## Task item
Look for the line that has "box: [44, 57, 72, 95]" in the material below; please repeat it and every line after it, exactly, up to and including the line that has "32L59 68L42 70L54", and nothing else.

## Input for this task
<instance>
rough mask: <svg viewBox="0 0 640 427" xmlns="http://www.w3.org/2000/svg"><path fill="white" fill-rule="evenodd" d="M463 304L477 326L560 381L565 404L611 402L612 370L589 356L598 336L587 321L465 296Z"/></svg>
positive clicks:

...

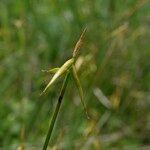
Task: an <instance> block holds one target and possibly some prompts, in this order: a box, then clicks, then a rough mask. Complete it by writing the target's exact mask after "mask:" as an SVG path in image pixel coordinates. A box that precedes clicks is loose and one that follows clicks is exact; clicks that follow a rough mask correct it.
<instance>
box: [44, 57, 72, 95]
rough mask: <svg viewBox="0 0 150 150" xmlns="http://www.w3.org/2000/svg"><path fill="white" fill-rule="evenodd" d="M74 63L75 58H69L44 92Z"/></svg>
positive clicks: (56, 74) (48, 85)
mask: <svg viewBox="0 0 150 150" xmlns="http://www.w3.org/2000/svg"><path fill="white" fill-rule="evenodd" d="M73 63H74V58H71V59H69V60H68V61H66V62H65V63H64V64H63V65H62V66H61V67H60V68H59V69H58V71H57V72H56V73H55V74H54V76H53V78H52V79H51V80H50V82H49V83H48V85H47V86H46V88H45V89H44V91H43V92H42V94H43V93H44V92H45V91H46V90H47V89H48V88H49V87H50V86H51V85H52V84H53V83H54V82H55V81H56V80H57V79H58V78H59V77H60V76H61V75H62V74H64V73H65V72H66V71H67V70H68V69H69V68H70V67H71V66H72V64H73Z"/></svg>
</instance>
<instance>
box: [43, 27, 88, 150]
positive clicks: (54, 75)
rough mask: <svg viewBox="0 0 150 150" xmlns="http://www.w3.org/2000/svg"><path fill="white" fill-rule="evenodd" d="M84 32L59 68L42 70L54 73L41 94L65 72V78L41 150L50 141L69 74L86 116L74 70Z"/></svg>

## Result for this task
box: [44, 57, 72, 95]
rough mask: <svg viewBox="0 0 150 150" xmlns="http://www.w3.org/2000/svg"><path fill="white" fill-rule="evenodd" d="M74 63L75 58H69L44 92Z"/></svg>
positive clicks: (56, 74) (48, 85)
mask: <svg viewBox="0 0 150 150" xmlns="http://www.w3.org/2000/svg"><path fill="white" fill-rule="evenodd" d="M73 63H74V58H71V59H69V60H68V61H66V62H65V63H64V64H63V65H62V66H61V67H60V68H59V69H58V71H57V72H56V73H55V74H54V76H53V78H52V79H51V80H50V82H49V83H48V85H47V86H46V88H45V89H44V91H43V92H42V94H43V93H44V92H45V91H46V90H47V89H48V88H49V87H50V86H51V85H52V84H53V83H54V82H55V81H56V80H57V79H58V78H59V77H60V76H61V75H62V74H64V73H65V72H66V71H67V70H68V69H69V68H70V67H71V66H72V64H73Z"/></svg>
</instance>
<instance>
box: [43, 27, 88, 150]
positive clicks: (54, 75)
rough mask: <svg viewBox="0 0 150 150" xmlns="http://www.w3.org/2000/svg"><path fill="white" fill-rule="evenodd" d="M84 32L59 68L42 70L54 73L41 94L65 72V78L41 150L50 141L69 74L86 116L74 70Z"/></svg>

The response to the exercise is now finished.